## Set problem:
In the essay about Maria Garrat, why did the missionary step outside and close the door when Eva knocked?

## Reading passage:
begin

M E R I D I A N M A G A Z I N E
Bientens for Maria Garrat
by Larry Day
The professor's mention of two nickels triggered it. In an instant Eudora Welty's words patched themselves through to a dormant circuit in my memory, and a twenty-two-year-old missionary took the call. The class had been discussing Welty's book on writing. In the book, Welty describes how her mother saved two nickels that had covered her baby sister's eyes at the viewing before the little one's funeral. I lost track of the discussion at that point-I wasn't in class any more.
Artigas. That's the name of a town on
But I do recall the baby's name-Maria Garrat. And I remember, by extrapolation,
what year it was. I spent nine months in Trienta y Tres, three months
in Montevideo, six months in Tacuarembo-that would
make it January, 1956.
It was summertime, and it was hot. We missionaries went door to door asking
for an opportunity to share a religious message and offer a prayer. This
was called tracting, and in Artigas in the summer we tracted early in the morning
and late in the afternoon. Midday was for falling asleep over the scriptures.
Mad dogs and Englishmen go out in the noonday sun. Some people in Artigas
thought we were mad because we rode bicycles while wearing suits and ties and
hats. But we weren't crazy enough to try to knock on doors in Artigas
at siesta time.
One scorching day Sister Eva Escadun came to be branch at siesta time. She rapped
with the ponderous knocker that hung on the ten-foot door of the large house
that the church had rented near the center of town. The reconfigured house
gave the saints a place to meet, and provided living quarters for missionaries.
Eva was a thin, shy teenager. She, her parents, and her brothers and sisters
were members of our small congregation. I answered Eva's knock, and stepped
out into the glaring sun and closed the door. Mission rules didn't allow unaccompanied young
women in the house.
Eva looked down at her feet, and began to speak. Her sentences were short and
direct. Down in the barrio where she lived, a two-year-old baby was sick.

end

Records:
begin

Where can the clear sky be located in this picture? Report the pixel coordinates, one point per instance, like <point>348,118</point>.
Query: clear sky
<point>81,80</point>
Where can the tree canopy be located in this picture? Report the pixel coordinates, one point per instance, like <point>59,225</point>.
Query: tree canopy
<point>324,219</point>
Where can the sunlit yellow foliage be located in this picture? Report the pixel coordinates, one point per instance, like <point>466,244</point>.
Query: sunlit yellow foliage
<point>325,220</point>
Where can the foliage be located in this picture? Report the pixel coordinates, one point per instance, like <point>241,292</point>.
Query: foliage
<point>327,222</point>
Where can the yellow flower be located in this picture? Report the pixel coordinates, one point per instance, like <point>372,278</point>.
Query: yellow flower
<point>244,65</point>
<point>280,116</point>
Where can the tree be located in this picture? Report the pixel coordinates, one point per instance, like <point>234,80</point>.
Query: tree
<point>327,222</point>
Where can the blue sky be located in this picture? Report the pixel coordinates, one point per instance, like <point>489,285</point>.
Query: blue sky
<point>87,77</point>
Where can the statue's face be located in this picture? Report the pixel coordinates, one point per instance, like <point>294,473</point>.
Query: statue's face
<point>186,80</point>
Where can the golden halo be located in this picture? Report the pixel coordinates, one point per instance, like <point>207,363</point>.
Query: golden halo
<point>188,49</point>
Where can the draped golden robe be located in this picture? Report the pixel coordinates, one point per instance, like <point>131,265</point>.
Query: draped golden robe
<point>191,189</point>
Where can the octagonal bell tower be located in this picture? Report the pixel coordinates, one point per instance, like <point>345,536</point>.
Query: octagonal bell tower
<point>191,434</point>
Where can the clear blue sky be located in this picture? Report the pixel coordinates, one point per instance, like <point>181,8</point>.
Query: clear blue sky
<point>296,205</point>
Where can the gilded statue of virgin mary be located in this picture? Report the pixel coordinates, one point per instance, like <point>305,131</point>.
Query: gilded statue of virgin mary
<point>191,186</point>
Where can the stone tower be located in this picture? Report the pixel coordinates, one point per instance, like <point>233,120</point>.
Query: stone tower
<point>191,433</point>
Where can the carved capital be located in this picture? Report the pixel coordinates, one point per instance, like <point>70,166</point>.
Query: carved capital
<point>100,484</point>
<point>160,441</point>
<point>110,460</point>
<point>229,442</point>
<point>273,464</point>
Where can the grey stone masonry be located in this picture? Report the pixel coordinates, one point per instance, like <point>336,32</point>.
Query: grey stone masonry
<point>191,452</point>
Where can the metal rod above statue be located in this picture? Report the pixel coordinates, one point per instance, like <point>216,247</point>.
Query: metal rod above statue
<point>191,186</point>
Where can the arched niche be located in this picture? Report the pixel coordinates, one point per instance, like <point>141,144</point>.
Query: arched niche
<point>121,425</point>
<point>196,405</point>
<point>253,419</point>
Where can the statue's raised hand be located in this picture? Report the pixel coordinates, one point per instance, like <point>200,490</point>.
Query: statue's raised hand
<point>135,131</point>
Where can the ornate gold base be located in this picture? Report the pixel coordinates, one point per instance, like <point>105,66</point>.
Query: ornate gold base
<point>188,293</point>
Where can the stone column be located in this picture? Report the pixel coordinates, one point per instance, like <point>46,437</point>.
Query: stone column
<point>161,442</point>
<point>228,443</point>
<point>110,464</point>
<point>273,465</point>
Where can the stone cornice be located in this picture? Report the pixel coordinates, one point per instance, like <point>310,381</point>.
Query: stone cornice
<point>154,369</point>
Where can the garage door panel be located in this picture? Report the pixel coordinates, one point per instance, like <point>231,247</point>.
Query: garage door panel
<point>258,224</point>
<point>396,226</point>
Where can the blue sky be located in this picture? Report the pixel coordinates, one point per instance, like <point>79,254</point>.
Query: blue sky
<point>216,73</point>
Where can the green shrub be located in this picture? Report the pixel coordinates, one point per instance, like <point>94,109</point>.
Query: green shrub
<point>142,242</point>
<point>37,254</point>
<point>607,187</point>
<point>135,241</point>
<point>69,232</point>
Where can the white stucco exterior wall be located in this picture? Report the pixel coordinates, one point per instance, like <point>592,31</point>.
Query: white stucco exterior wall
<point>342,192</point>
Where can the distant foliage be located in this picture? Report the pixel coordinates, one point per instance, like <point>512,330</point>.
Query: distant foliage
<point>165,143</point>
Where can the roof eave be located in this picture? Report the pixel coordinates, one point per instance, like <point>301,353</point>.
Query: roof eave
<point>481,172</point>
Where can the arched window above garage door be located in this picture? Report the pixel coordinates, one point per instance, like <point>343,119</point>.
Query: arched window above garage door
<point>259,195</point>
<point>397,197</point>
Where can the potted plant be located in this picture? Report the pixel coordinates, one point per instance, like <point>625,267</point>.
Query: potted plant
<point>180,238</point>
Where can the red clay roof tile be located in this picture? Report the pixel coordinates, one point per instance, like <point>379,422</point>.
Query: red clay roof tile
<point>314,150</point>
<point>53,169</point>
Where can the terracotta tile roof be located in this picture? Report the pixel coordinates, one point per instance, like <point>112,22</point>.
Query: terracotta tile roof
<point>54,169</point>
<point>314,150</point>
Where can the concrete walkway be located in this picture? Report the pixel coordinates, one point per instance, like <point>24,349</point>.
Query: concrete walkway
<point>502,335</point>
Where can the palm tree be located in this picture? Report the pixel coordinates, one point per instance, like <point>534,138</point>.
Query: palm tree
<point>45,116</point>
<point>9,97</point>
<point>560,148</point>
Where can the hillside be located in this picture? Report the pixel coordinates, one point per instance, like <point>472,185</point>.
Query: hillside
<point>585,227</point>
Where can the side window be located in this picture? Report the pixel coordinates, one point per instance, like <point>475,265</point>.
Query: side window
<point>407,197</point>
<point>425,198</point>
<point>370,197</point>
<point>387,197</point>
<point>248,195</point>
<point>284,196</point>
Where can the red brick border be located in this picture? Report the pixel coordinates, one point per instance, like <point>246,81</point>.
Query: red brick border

end

## Output of the task:
Mission rules didn't allow unaccompanied young women in the house.